Natural-language object grounding data
___

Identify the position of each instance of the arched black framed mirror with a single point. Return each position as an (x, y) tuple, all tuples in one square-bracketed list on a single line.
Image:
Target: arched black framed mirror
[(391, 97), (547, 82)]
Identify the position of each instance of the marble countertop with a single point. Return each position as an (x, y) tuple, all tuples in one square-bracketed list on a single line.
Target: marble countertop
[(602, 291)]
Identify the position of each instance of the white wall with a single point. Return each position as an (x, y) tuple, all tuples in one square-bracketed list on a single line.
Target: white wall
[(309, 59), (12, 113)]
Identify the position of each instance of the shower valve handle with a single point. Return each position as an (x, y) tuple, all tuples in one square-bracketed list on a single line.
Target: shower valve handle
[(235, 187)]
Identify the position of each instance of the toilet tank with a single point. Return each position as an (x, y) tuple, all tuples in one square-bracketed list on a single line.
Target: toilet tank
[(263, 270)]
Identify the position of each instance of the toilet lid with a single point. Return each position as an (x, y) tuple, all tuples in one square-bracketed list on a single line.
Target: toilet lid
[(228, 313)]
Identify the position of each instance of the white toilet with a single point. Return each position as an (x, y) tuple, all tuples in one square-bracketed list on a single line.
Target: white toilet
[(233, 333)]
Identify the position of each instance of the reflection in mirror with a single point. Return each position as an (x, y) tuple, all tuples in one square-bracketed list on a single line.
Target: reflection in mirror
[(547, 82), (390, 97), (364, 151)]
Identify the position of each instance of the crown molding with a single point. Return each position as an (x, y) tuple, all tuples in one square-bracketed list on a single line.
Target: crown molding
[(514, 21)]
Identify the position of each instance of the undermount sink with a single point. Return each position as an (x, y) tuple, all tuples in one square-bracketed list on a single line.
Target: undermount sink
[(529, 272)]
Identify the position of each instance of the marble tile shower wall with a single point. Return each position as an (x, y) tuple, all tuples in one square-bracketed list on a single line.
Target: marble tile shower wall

___

ACTIVITY
Count the lines in these records that hold the string "tile". Only the number is wanted.

RESULT OF THIS EXERCISE
2